### Prompt:
In the listing below, locate the line containing "coupling --shape polygon"; reproduce that line and all lines that follow it, unchanged.

Boundary labeling items
________________________

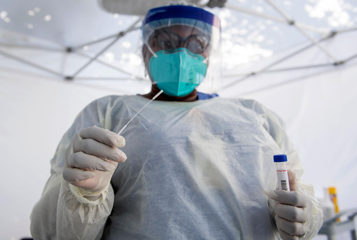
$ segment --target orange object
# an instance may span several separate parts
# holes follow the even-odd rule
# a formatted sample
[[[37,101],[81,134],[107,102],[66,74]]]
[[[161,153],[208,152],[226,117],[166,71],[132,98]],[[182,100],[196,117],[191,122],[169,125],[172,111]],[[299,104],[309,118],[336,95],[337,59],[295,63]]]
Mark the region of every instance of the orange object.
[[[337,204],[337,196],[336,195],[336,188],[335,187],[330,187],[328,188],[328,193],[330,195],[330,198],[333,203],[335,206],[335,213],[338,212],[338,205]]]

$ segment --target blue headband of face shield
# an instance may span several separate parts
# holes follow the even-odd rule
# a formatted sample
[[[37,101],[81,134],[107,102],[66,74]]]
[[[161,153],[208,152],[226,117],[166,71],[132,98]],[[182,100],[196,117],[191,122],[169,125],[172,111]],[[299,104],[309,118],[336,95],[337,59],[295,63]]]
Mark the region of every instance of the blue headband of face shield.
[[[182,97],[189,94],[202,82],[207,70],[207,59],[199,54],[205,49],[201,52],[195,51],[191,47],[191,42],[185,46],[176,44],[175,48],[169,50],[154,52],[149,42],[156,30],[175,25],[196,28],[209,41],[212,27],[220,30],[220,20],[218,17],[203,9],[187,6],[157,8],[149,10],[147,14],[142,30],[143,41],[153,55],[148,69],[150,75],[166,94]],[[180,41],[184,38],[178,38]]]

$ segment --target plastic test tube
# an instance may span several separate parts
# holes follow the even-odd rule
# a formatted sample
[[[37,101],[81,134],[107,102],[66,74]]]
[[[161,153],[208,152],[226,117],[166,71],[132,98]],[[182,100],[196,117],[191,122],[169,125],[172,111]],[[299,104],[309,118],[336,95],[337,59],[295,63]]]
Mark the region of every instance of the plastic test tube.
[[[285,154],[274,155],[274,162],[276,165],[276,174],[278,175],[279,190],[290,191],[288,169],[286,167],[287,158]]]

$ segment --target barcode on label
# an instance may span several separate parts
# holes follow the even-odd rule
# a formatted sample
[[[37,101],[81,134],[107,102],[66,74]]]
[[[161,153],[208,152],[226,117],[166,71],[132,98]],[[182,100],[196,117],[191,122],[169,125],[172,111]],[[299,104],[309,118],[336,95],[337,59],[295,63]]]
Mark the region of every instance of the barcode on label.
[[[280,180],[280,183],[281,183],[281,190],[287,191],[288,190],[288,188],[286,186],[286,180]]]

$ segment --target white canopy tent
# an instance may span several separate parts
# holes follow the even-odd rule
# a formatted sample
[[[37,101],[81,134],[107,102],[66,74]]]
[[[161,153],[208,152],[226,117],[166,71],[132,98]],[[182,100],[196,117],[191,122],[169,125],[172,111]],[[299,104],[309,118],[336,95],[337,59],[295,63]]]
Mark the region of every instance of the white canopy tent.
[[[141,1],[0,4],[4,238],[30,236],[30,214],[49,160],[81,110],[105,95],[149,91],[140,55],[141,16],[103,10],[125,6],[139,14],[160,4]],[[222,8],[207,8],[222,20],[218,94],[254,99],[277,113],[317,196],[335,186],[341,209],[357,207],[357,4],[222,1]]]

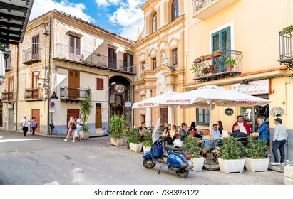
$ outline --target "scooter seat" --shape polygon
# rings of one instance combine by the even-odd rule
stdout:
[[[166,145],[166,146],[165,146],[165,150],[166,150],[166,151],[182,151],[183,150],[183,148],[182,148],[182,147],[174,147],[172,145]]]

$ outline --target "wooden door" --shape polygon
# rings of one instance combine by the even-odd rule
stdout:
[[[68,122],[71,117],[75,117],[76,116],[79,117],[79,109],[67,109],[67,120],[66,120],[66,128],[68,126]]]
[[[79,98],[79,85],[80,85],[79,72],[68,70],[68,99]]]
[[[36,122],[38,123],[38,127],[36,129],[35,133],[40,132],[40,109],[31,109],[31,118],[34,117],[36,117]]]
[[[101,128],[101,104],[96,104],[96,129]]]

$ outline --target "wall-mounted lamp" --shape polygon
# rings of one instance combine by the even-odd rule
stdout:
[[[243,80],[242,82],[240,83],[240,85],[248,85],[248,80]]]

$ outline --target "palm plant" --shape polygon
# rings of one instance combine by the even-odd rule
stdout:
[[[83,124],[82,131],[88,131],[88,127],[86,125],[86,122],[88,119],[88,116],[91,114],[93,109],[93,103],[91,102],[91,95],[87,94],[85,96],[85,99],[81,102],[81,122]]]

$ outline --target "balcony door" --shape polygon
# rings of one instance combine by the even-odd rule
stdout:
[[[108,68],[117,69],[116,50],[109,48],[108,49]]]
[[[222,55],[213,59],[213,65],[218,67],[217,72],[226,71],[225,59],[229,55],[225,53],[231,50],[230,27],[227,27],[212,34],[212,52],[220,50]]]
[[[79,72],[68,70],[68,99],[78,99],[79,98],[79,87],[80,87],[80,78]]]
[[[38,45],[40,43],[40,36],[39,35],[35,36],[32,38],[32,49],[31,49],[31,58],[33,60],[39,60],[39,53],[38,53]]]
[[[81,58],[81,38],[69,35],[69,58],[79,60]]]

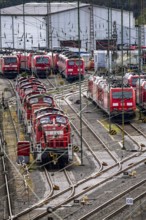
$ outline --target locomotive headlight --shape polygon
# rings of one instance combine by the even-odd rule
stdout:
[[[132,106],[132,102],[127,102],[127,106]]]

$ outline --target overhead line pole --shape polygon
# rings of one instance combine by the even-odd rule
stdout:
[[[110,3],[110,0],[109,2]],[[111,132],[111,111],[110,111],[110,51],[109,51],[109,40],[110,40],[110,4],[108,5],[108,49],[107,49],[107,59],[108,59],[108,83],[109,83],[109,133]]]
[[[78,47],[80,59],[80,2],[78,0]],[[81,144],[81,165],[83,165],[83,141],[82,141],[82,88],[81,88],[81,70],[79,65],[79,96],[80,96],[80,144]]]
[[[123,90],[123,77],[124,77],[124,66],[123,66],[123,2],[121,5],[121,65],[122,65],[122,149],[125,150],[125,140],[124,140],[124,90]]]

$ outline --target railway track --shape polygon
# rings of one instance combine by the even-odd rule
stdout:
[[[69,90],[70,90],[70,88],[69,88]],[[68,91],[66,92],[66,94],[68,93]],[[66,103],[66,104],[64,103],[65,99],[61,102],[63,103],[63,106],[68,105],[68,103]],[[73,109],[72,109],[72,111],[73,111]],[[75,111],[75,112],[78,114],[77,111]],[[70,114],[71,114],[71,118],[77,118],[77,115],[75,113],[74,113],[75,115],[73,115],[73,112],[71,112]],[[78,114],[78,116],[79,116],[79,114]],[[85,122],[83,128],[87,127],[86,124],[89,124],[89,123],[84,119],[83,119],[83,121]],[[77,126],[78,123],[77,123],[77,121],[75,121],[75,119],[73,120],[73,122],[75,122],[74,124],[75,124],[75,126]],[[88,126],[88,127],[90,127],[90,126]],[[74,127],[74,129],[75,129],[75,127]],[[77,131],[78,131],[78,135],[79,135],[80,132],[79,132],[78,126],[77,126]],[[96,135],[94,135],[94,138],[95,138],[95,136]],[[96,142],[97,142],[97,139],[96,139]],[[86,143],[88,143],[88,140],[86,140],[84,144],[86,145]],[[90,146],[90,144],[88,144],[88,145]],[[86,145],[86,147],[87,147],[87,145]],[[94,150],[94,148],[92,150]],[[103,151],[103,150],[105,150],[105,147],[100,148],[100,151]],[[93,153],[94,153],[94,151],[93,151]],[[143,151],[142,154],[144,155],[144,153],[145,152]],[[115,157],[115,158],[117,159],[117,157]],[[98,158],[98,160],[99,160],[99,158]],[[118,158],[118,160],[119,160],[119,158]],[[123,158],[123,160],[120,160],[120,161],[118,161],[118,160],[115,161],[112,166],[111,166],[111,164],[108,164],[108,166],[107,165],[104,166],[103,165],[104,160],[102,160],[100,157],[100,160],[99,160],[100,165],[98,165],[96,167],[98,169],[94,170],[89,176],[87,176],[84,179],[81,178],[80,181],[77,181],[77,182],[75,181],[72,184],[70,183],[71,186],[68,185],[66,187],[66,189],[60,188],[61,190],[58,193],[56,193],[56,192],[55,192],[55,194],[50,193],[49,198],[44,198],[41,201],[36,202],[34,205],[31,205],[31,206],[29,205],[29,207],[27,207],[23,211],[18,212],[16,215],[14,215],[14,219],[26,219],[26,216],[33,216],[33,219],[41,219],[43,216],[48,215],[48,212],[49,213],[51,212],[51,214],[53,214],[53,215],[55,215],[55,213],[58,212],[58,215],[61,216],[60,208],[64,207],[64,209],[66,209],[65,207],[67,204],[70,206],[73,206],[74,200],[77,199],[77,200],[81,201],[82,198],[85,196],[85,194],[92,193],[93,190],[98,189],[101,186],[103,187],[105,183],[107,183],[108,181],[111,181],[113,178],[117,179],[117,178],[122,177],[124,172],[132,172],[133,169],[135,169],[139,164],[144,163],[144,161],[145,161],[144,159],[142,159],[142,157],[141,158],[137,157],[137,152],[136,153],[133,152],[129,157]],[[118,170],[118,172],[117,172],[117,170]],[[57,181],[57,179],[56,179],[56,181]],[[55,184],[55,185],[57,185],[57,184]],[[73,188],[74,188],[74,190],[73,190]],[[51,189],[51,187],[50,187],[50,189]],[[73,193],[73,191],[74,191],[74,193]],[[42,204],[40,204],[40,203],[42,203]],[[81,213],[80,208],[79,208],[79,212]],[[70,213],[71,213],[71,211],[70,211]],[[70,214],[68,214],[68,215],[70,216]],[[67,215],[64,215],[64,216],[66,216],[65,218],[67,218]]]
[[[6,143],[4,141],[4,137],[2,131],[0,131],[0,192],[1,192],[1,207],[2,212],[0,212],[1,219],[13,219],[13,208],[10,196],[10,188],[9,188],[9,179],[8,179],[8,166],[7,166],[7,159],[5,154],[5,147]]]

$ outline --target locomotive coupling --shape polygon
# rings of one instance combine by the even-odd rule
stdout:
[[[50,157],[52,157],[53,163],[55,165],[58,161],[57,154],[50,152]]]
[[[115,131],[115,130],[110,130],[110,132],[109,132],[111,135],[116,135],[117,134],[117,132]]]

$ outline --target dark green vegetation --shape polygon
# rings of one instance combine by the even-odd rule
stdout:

________________________

### Final result:
$ outline --target locomotive coupling --shape polygon
# rings of one instance combine by the even-odd rule
stdout:
[[[50,157],[52,157],[53,163],[55,165],[58,161],[57,154],[50,152]]]
[[[115,131],[115,130],[110,130],[110,132],[109,132],[111,135],[116,135],[117,134],[117,132]]]

$ outline --target dark green vegetation --shape polygon
# rings of one instance combine by the even-odd rule
stdout:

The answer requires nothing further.